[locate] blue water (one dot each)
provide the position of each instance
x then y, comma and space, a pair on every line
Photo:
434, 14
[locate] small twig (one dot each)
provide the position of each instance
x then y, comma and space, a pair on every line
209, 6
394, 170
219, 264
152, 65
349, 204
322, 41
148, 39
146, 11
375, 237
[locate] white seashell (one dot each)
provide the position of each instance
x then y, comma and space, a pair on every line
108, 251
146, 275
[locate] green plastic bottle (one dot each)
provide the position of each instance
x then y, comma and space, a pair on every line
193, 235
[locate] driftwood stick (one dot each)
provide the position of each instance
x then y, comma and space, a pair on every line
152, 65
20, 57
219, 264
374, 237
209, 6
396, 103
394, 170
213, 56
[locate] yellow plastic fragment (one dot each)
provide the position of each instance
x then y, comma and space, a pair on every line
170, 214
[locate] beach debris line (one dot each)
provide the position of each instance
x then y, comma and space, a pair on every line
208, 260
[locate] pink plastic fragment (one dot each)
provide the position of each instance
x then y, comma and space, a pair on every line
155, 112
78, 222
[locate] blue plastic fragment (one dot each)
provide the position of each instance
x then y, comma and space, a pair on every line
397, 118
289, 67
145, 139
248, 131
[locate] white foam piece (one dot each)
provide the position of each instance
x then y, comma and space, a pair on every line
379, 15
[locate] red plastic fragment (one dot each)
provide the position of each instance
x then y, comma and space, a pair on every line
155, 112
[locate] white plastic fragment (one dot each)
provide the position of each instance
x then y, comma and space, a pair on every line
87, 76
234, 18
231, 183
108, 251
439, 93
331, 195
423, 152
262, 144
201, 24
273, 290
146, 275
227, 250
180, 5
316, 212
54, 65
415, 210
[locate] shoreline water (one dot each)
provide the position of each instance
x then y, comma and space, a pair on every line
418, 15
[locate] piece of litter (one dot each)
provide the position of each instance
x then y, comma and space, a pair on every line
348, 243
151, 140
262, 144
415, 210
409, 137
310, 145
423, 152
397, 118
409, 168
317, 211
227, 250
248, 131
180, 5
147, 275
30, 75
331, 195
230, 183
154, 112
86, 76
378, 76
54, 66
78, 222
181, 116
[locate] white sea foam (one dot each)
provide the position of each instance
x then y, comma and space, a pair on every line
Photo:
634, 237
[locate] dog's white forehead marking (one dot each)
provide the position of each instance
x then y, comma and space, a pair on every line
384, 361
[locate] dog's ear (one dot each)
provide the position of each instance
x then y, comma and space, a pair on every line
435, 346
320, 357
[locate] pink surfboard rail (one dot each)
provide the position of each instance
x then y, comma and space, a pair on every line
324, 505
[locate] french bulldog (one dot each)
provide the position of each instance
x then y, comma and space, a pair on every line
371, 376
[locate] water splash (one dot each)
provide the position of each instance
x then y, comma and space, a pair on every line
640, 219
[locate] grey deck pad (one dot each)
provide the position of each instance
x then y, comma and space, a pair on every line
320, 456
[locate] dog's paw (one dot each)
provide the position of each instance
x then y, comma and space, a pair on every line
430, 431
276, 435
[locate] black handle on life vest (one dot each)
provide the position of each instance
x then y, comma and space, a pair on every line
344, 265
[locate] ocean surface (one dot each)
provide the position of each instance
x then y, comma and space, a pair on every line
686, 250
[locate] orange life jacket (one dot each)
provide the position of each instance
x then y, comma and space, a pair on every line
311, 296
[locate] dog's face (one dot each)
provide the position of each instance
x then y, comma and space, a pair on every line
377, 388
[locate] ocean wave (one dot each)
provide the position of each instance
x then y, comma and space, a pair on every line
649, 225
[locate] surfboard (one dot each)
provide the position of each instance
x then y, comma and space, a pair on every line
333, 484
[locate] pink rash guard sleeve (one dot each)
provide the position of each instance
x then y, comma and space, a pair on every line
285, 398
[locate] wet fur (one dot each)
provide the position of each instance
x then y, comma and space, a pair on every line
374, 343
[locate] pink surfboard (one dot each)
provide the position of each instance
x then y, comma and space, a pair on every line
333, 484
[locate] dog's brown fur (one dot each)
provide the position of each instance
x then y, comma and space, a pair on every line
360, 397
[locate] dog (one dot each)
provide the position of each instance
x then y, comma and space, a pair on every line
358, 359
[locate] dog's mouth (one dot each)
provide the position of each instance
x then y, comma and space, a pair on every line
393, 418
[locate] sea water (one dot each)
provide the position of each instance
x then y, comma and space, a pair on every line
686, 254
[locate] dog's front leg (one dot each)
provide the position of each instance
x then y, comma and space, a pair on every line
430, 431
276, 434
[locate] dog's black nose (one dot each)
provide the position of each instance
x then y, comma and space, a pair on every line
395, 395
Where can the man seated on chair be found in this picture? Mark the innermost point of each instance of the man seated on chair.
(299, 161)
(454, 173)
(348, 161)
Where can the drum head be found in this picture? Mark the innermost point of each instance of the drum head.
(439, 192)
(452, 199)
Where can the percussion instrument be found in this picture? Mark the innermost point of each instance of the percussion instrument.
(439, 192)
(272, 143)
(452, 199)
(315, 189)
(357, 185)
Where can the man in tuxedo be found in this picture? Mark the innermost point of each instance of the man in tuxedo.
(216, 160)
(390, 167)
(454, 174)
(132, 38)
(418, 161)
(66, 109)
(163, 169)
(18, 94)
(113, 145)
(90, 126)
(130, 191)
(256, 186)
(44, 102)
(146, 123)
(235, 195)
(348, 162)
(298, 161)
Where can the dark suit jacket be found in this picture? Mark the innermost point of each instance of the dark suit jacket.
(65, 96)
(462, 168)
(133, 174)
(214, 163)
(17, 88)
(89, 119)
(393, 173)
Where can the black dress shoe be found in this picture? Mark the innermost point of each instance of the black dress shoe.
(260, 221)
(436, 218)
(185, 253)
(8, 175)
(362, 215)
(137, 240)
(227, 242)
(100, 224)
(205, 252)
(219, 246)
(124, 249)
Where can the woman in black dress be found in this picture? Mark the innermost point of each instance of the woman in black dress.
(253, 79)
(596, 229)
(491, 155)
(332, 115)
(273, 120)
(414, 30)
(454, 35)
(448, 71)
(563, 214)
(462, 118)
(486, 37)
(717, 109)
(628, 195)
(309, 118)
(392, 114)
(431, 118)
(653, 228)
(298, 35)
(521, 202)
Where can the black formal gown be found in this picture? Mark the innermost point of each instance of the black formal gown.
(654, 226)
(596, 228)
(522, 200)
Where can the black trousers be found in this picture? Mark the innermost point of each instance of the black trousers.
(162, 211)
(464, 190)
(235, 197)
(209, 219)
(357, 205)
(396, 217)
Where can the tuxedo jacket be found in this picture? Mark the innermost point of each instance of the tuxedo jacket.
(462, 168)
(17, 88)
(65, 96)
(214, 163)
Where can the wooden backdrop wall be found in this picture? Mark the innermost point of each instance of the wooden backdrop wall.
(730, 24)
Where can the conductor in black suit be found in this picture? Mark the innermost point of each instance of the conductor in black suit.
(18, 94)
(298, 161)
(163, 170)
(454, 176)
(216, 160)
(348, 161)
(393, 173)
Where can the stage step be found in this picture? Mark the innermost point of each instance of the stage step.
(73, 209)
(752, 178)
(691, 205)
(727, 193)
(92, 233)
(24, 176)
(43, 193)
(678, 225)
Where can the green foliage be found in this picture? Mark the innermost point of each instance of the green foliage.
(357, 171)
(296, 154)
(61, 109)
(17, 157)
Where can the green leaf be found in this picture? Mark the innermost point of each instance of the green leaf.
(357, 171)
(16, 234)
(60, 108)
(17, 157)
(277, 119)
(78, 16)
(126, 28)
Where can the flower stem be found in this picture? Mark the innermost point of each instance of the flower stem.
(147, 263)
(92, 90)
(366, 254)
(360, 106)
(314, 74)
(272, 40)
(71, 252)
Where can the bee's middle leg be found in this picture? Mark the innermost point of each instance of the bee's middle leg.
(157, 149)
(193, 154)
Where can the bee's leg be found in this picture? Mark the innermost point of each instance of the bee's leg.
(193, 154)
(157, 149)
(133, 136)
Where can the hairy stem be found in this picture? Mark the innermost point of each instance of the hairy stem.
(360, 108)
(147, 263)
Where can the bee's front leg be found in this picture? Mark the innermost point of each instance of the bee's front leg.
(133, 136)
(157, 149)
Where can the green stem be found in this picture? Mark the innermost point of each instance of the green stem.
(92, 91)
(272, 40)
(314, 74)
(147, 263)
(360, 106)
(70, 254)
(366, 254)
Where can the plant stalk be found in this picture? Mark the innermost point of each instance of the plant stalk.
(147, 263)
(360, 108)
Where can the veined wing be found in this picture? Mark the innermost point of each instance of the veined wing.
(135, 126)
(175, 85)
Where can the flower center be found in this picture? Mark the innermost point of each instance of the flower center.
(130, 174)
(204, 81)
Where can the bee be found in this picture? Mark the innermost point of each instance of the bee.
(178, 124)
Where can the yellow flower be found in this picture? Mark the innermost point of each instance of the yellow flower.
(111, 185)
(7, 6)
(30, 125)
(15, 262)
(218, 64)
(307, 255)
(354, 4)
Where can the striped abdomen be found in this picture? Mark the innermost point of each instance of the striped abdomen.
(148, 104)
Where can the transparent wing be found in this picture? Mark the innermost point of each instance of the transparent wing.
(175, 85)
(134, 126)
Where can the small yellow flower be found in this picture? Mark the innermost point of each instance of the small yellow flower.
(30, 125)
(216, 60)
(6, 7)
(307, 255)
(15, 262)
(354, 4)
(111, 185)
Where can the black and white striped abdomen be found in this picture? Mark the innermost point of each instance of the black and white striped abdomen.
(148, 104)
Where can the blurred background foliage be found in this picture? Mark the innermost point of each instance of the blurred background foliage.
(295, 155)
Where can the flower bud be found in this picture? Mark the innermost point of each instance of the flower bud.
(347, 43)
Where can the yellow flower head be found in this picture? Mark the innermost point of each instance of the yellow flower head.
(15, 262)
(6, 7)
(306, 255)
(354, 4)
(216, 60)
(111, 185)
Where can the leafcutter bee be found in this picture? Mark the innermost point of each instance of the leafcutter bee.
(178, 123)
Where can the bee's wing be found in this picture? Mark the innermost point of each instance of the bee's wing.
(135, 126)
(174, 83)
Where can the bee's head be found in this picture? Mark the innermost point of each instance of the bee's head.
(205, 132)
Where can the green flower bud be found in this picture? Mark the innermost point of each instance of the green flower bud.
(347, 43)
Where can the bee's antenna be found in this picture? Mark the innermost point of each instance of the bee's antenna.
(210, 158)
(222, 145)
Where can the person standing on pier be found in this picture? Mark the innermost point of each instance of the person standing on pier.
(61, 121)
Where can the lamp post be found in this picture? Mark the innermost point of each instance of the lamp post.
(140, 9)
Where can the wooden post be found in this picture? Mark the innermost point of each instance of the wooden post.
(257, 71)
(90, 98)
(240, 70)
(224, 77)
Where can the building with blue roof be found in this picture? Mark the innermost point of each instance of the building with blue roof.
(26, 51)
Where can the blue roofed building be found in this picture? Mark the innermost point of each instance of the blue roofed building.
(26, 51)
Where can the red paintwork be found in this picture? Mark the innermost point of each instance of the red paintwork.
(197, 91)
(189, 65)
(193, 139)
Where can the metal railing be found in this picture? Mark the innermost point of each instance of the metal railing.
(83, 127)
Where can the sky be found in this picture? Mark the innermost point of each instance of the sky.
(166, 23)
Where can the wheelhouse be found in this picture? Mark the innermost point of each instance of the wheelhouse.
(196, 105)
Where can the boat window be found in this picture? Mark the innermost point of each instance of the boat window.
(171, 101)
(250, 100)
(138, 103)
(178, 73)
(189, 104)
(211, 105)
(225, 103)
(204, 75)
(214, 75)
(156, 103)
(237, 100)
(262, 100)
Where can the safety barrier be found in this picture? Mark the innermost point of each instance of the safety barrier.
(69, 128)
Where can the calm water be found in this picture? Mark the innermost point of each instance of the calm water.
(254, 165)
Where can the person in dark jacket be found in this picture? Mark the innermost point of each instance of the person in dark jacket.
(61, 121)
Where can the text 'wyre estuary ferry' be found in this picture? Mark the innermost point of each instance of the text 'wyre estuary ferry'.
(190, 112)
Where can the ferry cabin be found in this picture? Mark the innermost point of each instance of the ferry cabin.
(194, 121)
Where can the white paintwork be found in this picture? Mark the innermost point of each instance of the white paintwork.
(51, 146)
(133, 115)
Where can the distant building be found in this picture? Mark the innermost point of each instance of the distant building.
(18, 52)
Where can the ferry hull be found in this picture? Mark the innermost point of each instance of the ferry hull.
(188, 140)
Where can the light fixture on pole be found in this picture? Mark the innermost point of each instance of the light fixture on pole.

_____

Taking the records from the top, repeat each line exactly until you have repeated the line that contains "[locate] beach debris line (one dot each)".

**Result**
[locate] blue water (one dot each)
provide the position of each instance
x then y, comma and space, a pair on every line
Photo:
434, 14
[locate] small twig (one dot each)
provide the position of each instance
x then y, comma and space, a pair on every line
209, 6
394, 170
219, 264
152, 65
349, 204
322, 41
148, 39
146, 11
375, 237
[locate] white seashell (one dot each)
provide the position of each instance
x then y, comma and space, a pair on every line
108, 251
146, 275
[locate] green plastic bottle (one dot each)
provide the position of each instance
x then y, comma and space, a pair on every line
193, 235
[locate] driftwood stick (one dot each)
provide the position of each instance
x then y, comma and space, a pair on every line
152, 65
20, 57
219, 264
374, 237
209, 6
396, 103
394, 170
213, 56
[locate] yellow plastic fragment (one dot each)
provide the position of each instance
x then y, comma and space, a pair on every line
170, 214
[locate] beach debris line (one dot each)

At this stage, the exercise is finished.